Task inputs:

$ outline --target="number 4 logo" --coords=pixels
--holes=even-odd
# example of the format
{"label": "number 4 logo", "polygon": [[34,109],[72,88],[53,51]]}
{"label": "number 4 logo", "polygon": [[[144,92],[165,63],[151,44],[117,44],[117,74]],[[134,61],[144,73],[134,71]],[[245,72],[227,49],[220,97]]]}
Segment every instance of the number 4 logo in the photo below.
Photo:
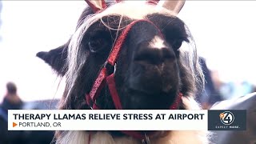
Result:
{"label": "number 4 logo", "polygon": [[230,111],[224,111],[219,114],[221,122],[224,125],[230,125],[234,120],[234,116]]}

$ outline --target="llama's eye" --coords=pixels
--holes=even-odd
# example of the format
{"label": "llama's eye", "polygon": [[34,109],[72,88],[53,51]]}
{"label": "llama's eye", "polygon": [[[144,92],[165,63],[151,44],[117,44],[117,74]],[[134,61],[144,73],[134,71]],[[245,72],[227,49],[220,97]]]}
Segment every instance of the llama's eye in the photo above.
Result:
{"label": "llama's eye", "polygon": [[179,48],[181,47],[181,46],[182,46],[182,42],[183,42],[182,39],[174,40],[174,41],[173,41],[173,42],[172,42],[172,46],[173,46],[174,49],[178,50],[178,49],[179,49]]}

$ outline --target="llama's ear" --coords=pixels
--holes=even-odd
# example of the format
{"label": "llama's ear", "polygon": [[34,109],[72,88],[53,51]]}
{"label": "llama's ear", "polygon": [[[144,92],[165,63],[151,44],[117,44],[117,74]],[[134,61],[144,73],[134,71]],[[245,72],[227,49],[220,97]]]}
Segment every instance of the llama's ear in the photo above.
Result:
{"label": "llama's ear", "polygon": [[48,63],[58,74],[63,76],[66,74],[66,69],[65,68],[65,64],[67,58],[66,45],[61,46],[48,52],[38,52],[37,57]]}

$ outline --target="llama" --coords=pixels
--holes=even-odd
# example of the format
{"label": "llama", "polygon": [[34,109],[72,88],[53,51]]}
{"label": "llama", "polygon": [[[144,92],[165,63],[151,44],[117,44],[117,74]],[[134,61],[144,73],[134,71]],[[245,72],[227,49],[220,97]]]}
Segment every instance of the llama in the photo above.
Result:
{"label": "llama", "polygon": [[[70,40],[37,56],[66,78],[61,110],[198,110],[204,77],[184,1],[86,0]],[[56,143],[207,143],[202,131],[58,131]]]}

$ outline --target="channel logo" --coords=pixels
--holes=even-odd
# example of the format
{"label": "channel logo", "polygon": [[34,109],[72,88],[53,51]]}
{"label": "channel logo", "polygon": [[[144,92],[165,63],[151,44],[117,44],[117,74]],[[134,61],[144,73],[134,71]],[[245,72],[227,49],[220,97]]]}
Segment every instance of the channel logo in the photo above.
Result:
{"label": "channel logo", "polygon": [[246,130],[246,110],[208,110],[208,130]]}
{"label": "channel logo", "polygon": [[221,113],[219,118],[224,125],[231,125],[234,120],[234,116],[230,111]]}

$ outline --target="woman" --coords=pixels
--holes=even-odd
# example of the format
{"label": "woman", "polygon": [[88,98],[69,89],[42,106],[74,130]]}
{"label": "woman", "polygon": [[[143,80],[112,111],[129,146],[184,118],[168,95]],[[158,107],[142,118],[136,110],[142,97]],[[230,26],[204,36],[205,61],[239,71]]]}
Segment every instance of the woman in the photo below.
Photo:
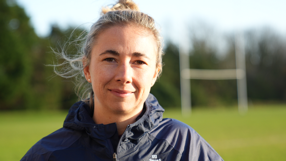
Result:
{"label": "woman", "polygon": [[64,127],[36,143],[21,160],[222,160],[190,127],[163,119],[164,109],[149,93],[163,55],[153,19],[132,0],[120,0],[103,13],[83,54],[62,55],[63,65],[73,70],[57,73],[84,79],[79,86],[86,87],[89,96],[81,96]]}

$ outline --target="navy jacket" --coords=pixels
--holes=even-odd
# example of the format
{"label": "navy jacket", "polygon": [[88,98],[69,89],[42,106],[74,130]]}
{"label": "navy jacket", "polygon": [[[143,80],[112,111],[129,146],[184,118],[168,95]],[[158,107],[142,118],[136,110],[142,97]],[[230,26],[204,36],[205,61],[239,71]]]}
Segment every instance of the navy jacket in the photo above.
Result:
{"label": "navy jacket", "polygon": [[95,124],[88,106],[77,102],[64,127],[37,143],[21,160],[223,160],[189,126],[163,119],[164,110],[151,94],[144,106],[120,139],[116,123]]}

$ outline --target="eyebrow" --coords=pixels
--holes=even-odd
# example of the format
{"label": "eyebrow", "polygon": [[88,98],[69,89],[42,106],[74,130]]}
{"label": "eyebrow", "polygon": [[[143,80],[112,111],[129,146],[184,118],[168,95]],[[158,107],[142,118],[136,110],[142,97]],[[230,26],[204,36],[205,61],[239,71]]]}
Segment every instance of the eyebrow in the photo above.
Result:
{"label": "eyebrow", "polygon": [[[119,52],[116,50],[108,50],[104,51],[104,52],[100,54],[99,56],[101,56],[107,54],[110,54],[115,56],[119,56],[120,55],[120,54],[119,53]],[[145,54],[138,52],[135,52],[133,53],[132,54],[132,56],[136,57],[143,57],[149,60],[150,60],[150,58]]]}

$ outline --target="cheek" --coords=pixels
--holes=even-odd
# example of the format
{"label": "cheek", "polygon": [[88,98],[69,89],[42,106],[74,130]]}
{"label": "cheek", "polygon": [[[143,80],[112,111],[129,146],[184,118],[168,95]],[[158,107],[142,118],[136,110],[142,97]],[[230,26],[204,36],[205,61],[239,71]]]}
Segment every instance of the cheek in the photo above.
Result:
{"label": "cheek", "polygon": [[134,77],[140,87],[144,87],[144,88],[151,88],[155,72],[154,70],[151,69],[141,70],[138,72],[135,71],[135,73],[136,74],[135,74]]}
{"label": "cheek", "polygon": [[96,88],[102,87],[98,85],[105,84],[110,81],[113,77],[113,72],[110,69],[102,67],[95,67],[91,74]]}

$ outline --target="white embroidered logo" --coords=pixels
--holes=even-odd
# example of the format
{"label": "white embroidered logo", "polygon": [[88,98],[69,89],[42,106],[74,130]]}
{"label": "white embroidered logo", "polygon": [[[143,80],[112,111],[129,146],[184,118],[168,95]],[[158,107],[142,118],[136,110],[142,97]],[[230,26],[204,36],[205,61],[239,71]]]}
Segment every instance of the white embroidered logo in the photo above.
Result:
{"label": "white embroidered logo", "polygon": [[161,159],[160,158],[157,159],[157,155],[152,155],[151,157],[152,158],[150,158],[149,159],[149,161],[163,161],[161,160]]}

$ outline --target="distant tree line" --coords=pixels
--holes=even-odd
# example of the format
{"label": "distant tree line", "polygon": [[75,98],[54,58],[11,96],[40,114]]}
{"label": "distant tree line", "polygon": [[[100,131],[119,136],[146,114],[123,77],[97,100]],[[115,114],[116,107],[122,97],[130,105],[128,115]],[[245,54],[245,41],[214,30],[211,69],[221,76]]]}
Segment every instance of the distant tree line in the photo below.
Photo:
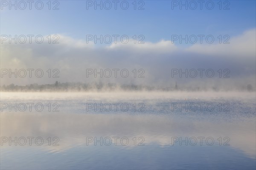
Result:
{"label": "distant tree line", "polygon": [[[117,85],[115,83],[84,83],[81,82],[64,82],[60,83],[56,81],[52,84],[44,84],[38,85],[34,83],[26,85],[18,85],[14,84],[9,85],[3,85],[0,87],[0,90],[2,91],[20,91],[20,92],[40,92],[40,91],[114,91],[120,90],[124,91],[201,91],[212,90],[219,91],[220,89],[216,87],[212,87],[210,88],[194,87],[180,88],[178,86],[177,82],[175,85],[168,87],[151,86],[145,85]],[[249,84],[241,87],[240,89],[242,91],[254,91],[255,89],[251,85]]]}

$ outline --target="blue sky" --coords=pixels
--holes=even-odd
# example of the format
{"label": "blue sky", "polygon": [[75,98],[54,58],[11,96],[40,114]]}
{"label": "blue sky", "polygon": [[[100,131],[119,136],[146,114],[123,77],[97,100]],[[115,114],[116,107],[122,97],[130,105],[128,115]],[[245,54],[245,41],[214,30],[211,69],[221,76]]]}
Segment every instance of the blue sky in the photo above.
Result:
{"label": "blue sky", "polygon": [[[116,10],[100,10],[99,7],[95,10],[93,6],[87,10],[85,0],[60,0],[58,10],[49,10],[48,1],[44,1],[42,10],[33,6],[31,10],[9,10],[3,7],[1,34],[58,34],[79,39],[85,38],[87,34],[143,34],[145,41],[156,42],[171,40],[172,34],[232,37],[256,27],[254,0],[229,1],[230,9],[227,10],[219,9],[218,0],[212,1],[215,7],[212,10],[204,4],[202,10],[199,6],[195,10],[184,7],[180,10],[179,6],[172,10],[171,0],[144,1],[145,9],[134,10],[131,6],[134,1],[128,1],[130,6],[127,10],[118,5]],[[225,1],[222,1],[222,8],[227,5],[224,4]]]}

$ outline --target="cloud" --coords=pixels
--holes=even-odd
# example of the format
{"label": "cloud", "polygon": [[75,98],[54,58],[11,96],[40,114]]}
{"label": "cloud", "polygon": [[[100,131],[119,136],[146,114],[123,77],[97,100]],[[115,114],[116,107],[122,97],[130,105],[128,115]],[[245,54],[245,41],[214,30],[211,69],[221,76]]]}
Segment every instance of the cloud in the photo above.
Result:
{"label": "cloud", "polygon": [[198,45],[189,47],[187,51],[206,55],[227,55],[232,57],[255,57],[256,30],[246,31],[241,35],[231,37],[230,44]]}
{"label": "cloud", "polygon": [[[53,35],[52,35],[53,36]],[[232,38],[230,44],[194,45],[181,48],[170,41],[162,40],[157,42],[145,42],[97,46],[87,43],[81,39],[76,40],[63,35],[58,35],[58,44],[9,44],[1,45],[1,68],[41,68],[45,76],[42,78],[1,79],[1,85],[13,83],[27,85],[61,82],[105,82],[119,84],[138,84],[151,85],[174,85],[177,81],[180,85],[198,85],[202,87],[212,85],[255,85],[255,29],[244,31]],[[60,77],[49,78],[46,72],[49,69],[58,69]],[[86,77],[86,69],[127,69],[129,76],[124,78],[120,76],[108,78],[95,78],[93,75]],[[215,78],[191,78],[179,76],[172,77],[172,69],[212,69]],[[136,69],[137,76],[140,69],[145,71],[144,78],[134,78],[132,71]],[[218,78],[221,69],[230,73],[228,79]],[[199,73],[199,72],[198,72]]]}

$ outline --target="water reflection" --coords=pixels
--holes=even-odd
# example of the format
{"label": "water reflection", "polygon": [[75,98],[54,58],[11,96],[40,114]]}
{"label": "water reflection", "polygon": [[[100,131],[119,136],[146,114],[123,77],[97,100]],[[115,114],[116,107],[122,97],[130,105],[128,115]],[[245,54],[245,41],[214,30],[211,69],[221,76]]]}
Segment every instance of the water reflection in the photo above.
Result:
{"label": "water reflection", "polygon": [[[37,99],[37,97],[31,97],[30,94],[26,97],[19,96],[20,98],[16,99],[23,102],[29,102],[33,99],[39,101],[39,96]],[[133,97],[128,97],[128,95],[119,97],[99,94],[90,95],[90,97],[92,98],[91,101],[112,102],[118,100],[119,97],[120,101],[134,101]],[[225,101],[232,99],[237,106],[234,107],[232,105],[232,113],[212,114],[177,112],[154,114],[148,111],[149,108],[146,108],[148,111],[136,114],[119,112],[81,113],[74,110],[81,109],[79,108],[81,104],[78,101],[81,102],[83,98],[90,100],[88,95],[78,96],[77,98],[63,94],[54,96],[55,102],[61,103],[61,105],[66,104],[63,107],[64,111],[20,113],[6,110],[1,113],[1,137],[11,137],[13,139],[15,137],[18,139],[22,136],[35,138],[40,136],[44,139],[42,146],[35,144],[9,146],[8,142],[3,143],[1,146],[1,168],[255,169],[256,129],[255,114],[252,110],[255,110],[255,105],[251,96],[247,100],[228,96],[222,99]],[[153,105],[157,109],[159,109],[157,105],[162,106],[156,103],[165,104],[166,100],[173,99],[167,96],[164,96],[163,99],[159,96],[151,98],[141,96],[137,100],[143,99],[148,105]],[[2,98],[1,96],[1,102],[8,102],[12,97],[14,96]],[[41,101],[52,100],[45,94],[42,95],[41,98]],[[216,97],[212,99],[208,97],[201,98],[212,101],[218,99]],[[73,102],[67,102],[67,100]],[[243,104],[245,102],[247,105]],[[76,105],[74,105],[74,103]],[[80,106],[78,108],[78,106]],[[247,116],[242,113],[244,108],[250,112]],[[73,111],[69,112],[69,109]],[[232,121],[227,121],[229,119],[227,117],[231,118]],[[58,142],[59,146],[52,145],[52,139],[55,136],[59,139]],[[95,146],[93,142],[86,144],[88,137],[96,137],[99,139],[101,137],[103,139],[105,137],[113,139],[117,136],[127,138],[128,144],[123,146],[118,141],[117,146],[113,141],[110,146],[104,143],[100,146],[99,142]],[[51,138],[50,146],[47,140],[49,137]],[[143,137],[145,145],[135,146],[132,140],[134,137]],[[197,144],[192,146],[189,142],[187,146],[186,142],[174,142],[174,140],[177,139],[175,137],[179,139],[181,137],[184,140],[186,137],[197,139]],[[198,138],[201,137],[204,137],[204,139],[212,137],[214,144],[209,146],[204,139],[201,145]],[[222,138],[221,146],[219,145],[220,137]],[[224,140],[225,137],[230,139],[230,146],[223,145],[226,141]]]}

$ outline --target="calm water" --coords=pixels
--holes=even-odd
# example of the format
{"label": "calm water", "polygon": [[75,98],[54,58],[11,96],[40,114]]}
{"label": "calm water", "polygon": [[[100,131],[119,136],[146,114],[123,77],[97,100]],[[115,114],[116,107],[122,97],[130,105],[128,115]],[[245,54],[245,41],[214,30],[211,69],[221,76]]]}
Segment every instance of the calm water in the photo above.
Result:
{"label": "calm water", "polygon": [[255,99],[255,92],[1,93],[0,167],[254,170]]}

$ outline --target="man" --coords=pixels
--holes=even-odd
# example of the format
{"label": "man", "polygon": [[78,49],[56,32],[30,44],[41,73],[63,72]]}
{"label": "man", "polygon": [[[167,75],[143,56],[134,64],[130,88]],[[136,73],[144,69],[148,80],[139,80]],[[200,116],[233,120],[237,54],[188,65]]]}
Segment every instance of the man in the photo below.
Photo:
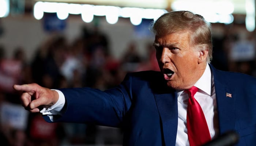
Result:
{"label": "man", "polygon": [[[153,28],[161,72],[128,74],[105,91],[53,90],[35,84],[14,88],[25,91],[26,109],[38,112],[42,106],[48,122],[123,128],[124,145],[201,145],[230,130],[239,134],[238,145],[255,145],[256,80],[209,64],[209,24],[199,15],[174,11]],[[195,105],[197,112],[191,111]]]}

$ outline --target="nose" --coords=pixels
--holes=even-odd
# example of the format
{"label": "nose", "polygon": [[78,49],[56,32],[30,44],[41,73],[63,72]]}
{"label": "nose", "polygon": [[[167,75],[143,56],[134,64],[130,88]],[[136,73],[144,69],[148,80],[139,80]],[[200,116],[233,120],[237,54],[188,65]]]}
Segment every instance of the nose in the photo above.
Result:
{"label": "nose", "polygon": [[163,64],[169,63],[170,61],[171,54],[169,49],[167,47],[163,47],[161,50],[159,50],[158,61]]}

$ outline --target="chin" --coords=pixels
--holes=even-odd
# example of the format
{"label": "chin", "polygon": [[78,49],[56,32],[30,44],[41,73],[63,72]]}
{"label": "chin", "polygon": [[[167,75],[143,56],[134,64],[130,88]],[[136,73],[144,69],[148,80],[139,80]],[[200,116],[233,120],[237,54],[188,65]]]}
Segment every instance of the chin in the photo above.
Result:
{"label": "chin", "polygon": [[168,87],[174,89],[177,89],[176,88],[177,88],[177,85],[175,85],[175,84],[174,84],[173,82],[173,81],[167,81],[167,86]]}

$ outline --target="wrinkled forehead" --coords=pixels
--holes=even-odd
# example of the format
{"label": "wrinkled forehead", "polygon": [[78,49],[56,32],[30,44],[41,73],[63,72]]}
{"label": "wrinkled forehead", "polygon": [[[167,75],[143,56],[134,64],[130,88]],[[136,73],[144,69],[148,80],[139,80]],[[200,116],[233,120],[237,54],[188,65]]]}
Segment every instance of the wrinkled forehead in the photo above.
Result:
{"label": "wrinkled forehead", "polygon": [[172,33],[166,33],[161,35],[156,35],[155,36],[155,43],[159,43],[160,41],[185,39],[189,41],[191,40],[191,32],[188,31],[178,31]]}

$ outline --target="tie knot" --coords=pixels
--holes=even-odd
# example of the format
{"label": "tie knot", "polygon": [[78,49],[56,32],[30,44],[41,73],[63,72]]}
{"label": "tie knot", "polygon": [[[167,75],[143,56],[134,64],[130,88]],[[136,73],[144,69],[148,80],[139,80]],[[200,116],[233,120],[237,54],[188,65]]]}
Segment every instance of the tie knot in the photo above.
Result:
{"label": "tie knot", "polygon": [[185,91],[188,93],[190,96],[194,96],[195,94],[198,91],[198,88],[195,86],[193,86],[191,88],[185,90]]}

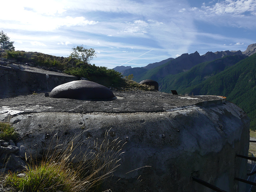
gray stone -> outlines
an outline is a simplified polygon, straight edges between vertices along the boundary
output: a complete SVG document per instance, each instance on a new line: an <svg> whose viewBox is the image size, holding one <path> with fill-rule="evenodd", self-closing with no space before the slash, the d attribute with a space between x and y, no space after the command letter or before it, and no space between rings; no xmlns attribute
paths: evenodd
<svg viewBox="0 0 256 192"><path fill-rule="evenodd" d="M8 156L9 154L6 154L6 153L3 153L0 156L0 163L2 164L4 164L7 160L8 159Z"/></svg>
<svg viewBox="0 0 256 192"><path fill-rule="evenodd" d="M0 151L3 153L10 154L10 153L16 153L19 150L19 148L16 146L9 145L7 147L0 147Z"/></svg>
<svg viewBox="0 0 256 192"><path fill-rule="evenodd" d="M9 144L10 145L12 145L12 146L16 146L16 145L15 145L15 143L11 139L10 139L9 140Z"/></svg>
<svg viewBox="0 0 256 192"><path fill-rule="evenodd" d="M4 173L8 171L8 169L6 168L0 169L0 173Z"/></svg>
<svg viewBox="0 0 256 192"><path fill-rule="evenodd" d="M5 141L1 143L1 146L7 147L9 146L9 142Z"/></svg>
<svg viewBox="0 0 256 192"><path fill-rule="evenodd" d="M147 85L157 91L158 90L158 83L154 80L146 79L140 82L140 84Z"/></svg>
<svg viewBox="0 0 256 192"><path fill-rule="evenodd" d="M245 191L234 176L247 178L247 161L236 156L248 155L250 120L237 106L216 96L114 93L117 99L100 102L43 93L0 100L0 119L11 114L11 123L20 120L14 125L24 136L17 143L18 154L33 158L54 144L66 146L74 136L85 152L111 129L108 140L127 142L120 165L106 182L112 191L208 191L192 176L229 192Z"/></svg>
<svg viewBox="0 0 256 192"><path fill-rule="evenodd" d="M114 96L107 87L85 80L74 81L57 86L52 90L49 96L79 100L110 99Z"/></svg>
<svg viewBox="0 0 256 192"><path fill-rule="evenodd" d="M10 154L7 162L5 163L6 167L10 170L17 169L26 169L26 163L21 158L13 154Z"/></svg>

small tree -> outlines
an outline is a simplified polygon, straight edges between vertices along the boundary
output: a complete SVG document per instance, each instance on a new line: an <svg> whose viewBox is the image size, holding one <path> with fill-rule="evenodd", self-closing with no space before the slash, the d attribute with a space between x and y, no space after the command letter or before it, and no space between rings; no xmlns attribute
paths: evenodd
<svg viewBox="0 0 256 192"><path fill-rule="evenodd" d="M71 58L75 58L81 61L84 64L90 64L93 57L96 57L94 49L87 49L86 46L82 45L72 48L73 52L69 56Z"/></svg>
<svg viewBox="0 0 256 192"><path fill-rule="evenodd" d="M10 38L3 31L0 32L0 48L4 50L14 50L15 48L13 46L14 42L14 41L10 40Z"/></svg>

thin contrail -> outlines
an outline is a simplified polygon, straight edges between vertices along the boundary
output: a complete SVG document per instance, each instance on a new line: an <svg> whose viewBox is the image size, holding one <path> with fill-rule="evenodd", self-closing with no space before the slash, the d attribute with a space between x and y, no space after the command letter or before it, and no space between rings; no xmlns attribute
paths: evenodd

Task to carry out: In the material above, how many lines contain the string "nose", counting only matches with the same case? Reply with the number alone.

Reply: 5